§ **Given exercise**: Copy all of the records below word for word, leaving out the pictures.

§ **Material for this task**:
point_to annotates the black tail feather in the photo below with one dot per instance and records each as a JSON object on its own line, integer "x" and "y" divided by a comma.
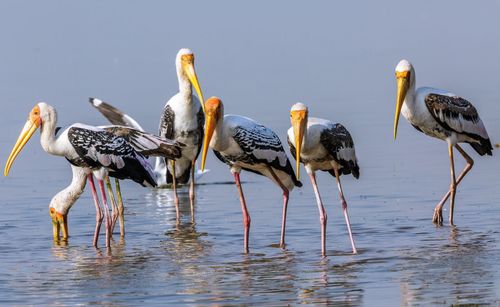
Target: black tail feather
{"x": 483, "y": 147}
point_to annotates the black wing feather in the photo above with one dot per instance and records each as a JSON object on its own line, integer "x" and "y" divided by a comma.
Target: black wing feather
{"x": 261, "y": 139}
{"x": 102, "y": 149}
{"x": 336, "y": 138}
{"x": 448, "y": 110}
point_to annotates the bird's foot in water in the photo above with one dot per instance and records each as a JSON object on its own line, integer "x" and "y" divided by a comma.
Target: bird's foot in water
{"x": 438, "y": 217}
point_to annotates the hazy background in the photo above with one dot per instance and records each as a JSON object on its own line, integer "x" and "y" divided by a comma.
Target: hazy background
{"x": 260, "y": 57}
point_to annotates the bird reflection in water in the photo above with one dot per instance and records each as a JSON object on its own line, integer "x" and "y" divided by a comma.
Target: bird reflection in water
{"x": 163, "y": 198}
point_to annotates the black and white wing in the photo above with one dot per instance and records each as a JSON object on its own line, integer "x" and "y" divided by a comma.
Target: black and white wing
{"x": 98, "y": 148}
{"x": 147, "y": 144}
{"x": 339, "y": 144}
{"x": 261, "y": 145}
{"x": 114, "y": 115}
{"x": 459, "y": 115}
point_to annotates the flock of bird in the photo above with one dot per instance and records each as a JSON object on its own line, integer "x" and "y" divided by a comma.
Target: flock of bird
{"x": 190, "y": 125}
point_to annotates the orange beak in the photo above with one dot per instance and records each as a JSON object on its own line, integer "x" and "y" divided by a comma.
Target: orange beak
{"x": 188, "y": 68}
{"x": 30, "y": 127}
{"x": 403, "y": 79}
{"x": 298, "y": 119}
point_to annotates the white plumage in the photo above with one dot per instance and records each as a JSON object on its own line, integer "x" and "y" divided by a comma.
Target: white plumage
{"x": 94, "y": 151}
{"x": 443, "y": 115}
{"x": 322, "y": 145}
{"x": 242, "y": 143}
{"x": 182, "y": 120}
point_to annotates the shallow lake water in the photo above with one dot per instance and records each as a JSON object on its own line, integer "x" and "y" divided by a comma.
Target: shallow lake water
{"x": 340, "y": 62}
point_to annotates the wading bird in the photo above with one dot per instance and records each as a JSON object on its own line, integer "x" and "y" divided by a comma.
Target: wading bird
{"x": 93, "y": 149}
{"x": 182, "y": 120}
{"x": 443, "y": 115}
{"x": 322, "y": 145}
{"x": 242, "y": 143}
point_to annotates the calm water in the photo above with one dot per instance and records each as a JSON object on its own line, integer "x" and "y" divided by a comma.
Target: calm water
{"x": 340, "y": 61}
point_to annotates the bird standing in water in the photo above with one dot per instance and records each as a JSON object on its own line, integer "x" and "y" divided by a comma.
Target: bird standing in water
{"x": 182, "y": 120}
{"x": 443, "y": 115}
{"x": 322, "y": 145}
{"x": 243, "y": 144}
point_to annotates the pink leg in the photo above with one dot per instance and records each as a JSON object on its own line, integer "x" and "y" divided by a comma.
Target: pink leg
{"x": 438, "y": 211}
{"x": 322, "y": 213}
{"x": 283, "y": 217}
{"x": 191, "y": 190}
{"x": 344, "y": 208}
{"x": 286, "y": 193}
{"x": 98, "y": 213}
{"x": 114, "y": 206}
{"x": 246, "y": 216}
{"x": 107, "y": 218}
{"x": 176, "y": 197}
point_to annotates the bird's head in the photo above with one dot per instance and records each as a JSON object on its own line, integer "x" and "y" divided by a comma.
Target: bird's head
{"x": 40, "y": 114}
{"x": 185, "y": 60}
{"x": 298, "y": 118}
{"x": 405, "y": 76}
{"x": 214, "y": 110}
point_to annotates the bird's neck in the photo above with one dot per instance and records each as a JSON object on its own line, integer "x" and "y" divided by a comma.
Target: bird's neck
{"x": 410, "y": 94}
{"x": 220, "y": 141}
{"x": 48, "y": 139}
{"x": 64, "y": 200}
{"x": 184, "y": 86}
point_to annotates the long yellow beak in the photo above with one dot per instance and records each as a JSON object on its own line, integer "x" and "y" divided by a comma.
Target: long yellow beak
{"x": 298, "y": 124}
{"x": 193, "y": 78}
{"x": 209, "y": 131}
{"x": 403, "y": 84}
{"x": 29, "y": 128}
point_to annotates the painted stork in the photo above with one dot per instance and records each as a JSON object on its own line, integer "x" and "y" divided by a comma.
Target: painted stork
{"x": 143, "y": 143}
{"x": 242, "y": 143}
{"x": 182, "y": 120}
{"x": 95, "y": 150}
{"x": 443, "y": 115}
{"x": 322, "y": 145}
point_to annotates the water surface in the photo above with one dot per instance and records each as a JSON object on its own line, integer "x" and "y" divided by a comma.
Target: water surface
{"x": 340, "y": 61}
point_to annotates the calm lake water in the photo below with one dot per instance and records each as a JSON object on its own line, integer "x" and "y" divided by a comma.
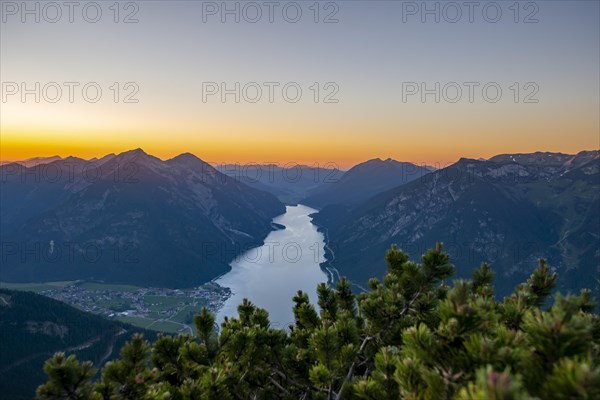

§ **Right answer**:
point_to annotates the black tail feather in the photo below with one dot per instance and records each as a JSON object on its own line, integer "x" and "y" divided by a comma.
Target: black tail feather
{"x": 483, "y": 147}
point_to annotates the black wing feather in the photo above with one dot per instance and records each as a JSON object on its own line, integer "x" and "y" divided by a comma.
Target: black wing feather
{"x": 261, "y": 139}
{"x": 102, "y": 149}
{"x": 336, "y": 138}
{"x": 448, "y": 110}
point_to annotates the bird's foot in water in the photo above with one dot per instance and records each as a JSON object on its own line, integer "x" and "y" divided by a comma.
Target: bird's foot in water
{"x": 438, "y": 217}
point_to annotates the hazy background in the photo above with one dot per instance and records each as a JSON object on its own line, integer "x" and "y" divided by a comma.
Target: hazy background
{"x": 260, "y": 57}
point_to annotates the bird reflection in water in the photo above with one dot per instance and records each as a JSON object on its own line, integer "x" and "y" divided by a comma.
Target: bird reflection in water
{"x": 163, "y": 198}
point_to annotates the black and white wing in the photo above with one dot per instance and records each as a JSON object on its own line, integer "x" and "y" divided by a comma.
Target: black and white wing
{"x": 98, "y": 148}
{"x": 147, "y": 144}
{"x": 339, "y": 144}
{"x": 261, "y": 145}
{"x": 114, "y": 115}
{"x": 459, "y": 115}
point_to annotates the flock of bird in the photo above with one dot per instance and records each as a JSON object on its own line, integer "x" and "y" divided by a comma.
Target: flock of bird
{"x": 190, "y": 125}
point_to annotates the orange beak in the photo above with one dot per instance and records each as a JSON object on its own line, integer "x" and "y" divided by a comma.
Target: orange beak
{"x": 188, "y": 68}
{"x": 30, "y": 127}
{"x": 403, "y": 79}
{"x": 298, "y": 119}
point_to annotates the white plumage in the photo above with one dot per instance and records each as a JSON object on its own line, integer "x" and "y" divided by a comma.
Target: white plumage
{"x": 94, "y": 151}
{"x": 443, "y": 115}
{"x": 322, "y": 145}
{"x": 242, "y": 143}
{"x": 182, "y": 120}
point_to annotates the shallow lake water in the photo above with one dot per instance and records each as a JSON object on its own line, integer "x" and "y" divided by a comma.
Target: shallow lake water
{"x": 340, "y": 62}
point_to annotates the wading bird in the photo above with one dot per instance and records each as a JSON object on its own line, integer "x" and "y" divided by a comma.
Target: wading bird
{"x": 93, "y": 149}
{"x": 182, "y": 120}
{"x": 443, "y": 115}
{"x": 322, "y": 145}
{"x": 242, "y": 143}
point_to annotates the calm water in the photo above with one dot per instance and records each as a JSON object on its own line, integer "x" and "y" divided by a comma.
Target: calm water
{"x": 340, "y": 61}
point_to annotates the bird standing in water in the photo above with one dot per instance and records each as a JSON object on its own line, integer "x" and "y" divided by a comma.
Target: bird standing in water
{"x": 182, "y": 120}
{"x": 443, "y": 115}
{"x": 322, "y": 145}
{"x": 243, "y": 144}
point_to annotates the pink leg in the photo above with one dot per instance and records each as a JSON object on its own line, integer "x" and "y" divided by a comma.
Target: pink leg
{"x": 438, "y": 211}
{"x": 322, "y": 213}
{"x": 283, "y": 217}
{"x": 191, "y": 190}
{"x": 344, "y": 208}
{"x": 286, "y": 193}
{"x": 98, "y": 213}
{"x": 114, "y": 206}
{"x": 246, "y": 216}
{"x": 107, "y": 218}
{"x": 176, "y": 197}
point_to annotates the bird's head in the photo above with one dot per instance and records each as a JSON object on its own line, integer "x" and "y" divided by a comma.
Target: bird's head
{"x": 40, "y": 114}
{"x": 185, "y": 60}
{"x": 298, "y": 118}
{"x": 405, "y": 76}
{"x": 214, "y": 110}
point_to annotates the bird's neck in the photo above with one dot per instance and records each as a JSON object on its own line, integer "x" and "y" divided by a comma.
Target: bird's neck
{"x": 410, "y": 94}
{"x": 220, "y": 141}
{"x": 48, "y": 139}
{"x": 64, "y": 200}
{"x": 184, "y": 86}
point_to annotates the long yellow beak in the photo above with one dot per instance and records each as a JSON object on its own line, integer "x" and "y" divided by a comma.
Target: long yellow beak
{"x": 298, "y": 124}
{"x": 193, "y": 78}
{"x": 209, "y": 131}
{"x": 403, "y": 84}
{"x": 29, "y": 128}
point_to annotates the painted stork in the photo above with one dot per instance and records each as a JSON object on its own line, integer "x" and "y" divided by a comma.
Target: painted stork
{"x": 143, "y": 143}
{"x": 242, "y": 143}
{"x": 182, "y": 120}
{"x": 95, "y": 150}
{"x": 443, "y": 115}
{"x": 322, "y": 145}
point_to annotates the water surface in the photo above with one dot per instance and records each as a JSON object on its own line, integer "x" and "y" divided by a comma.
Target: water surface
{"x": 340, "y": 61}
point_to annotates the calm lake water in the photo below with one dot per instance and records each as a JSON object on its own line, integer "x" and "y" divided by a comma.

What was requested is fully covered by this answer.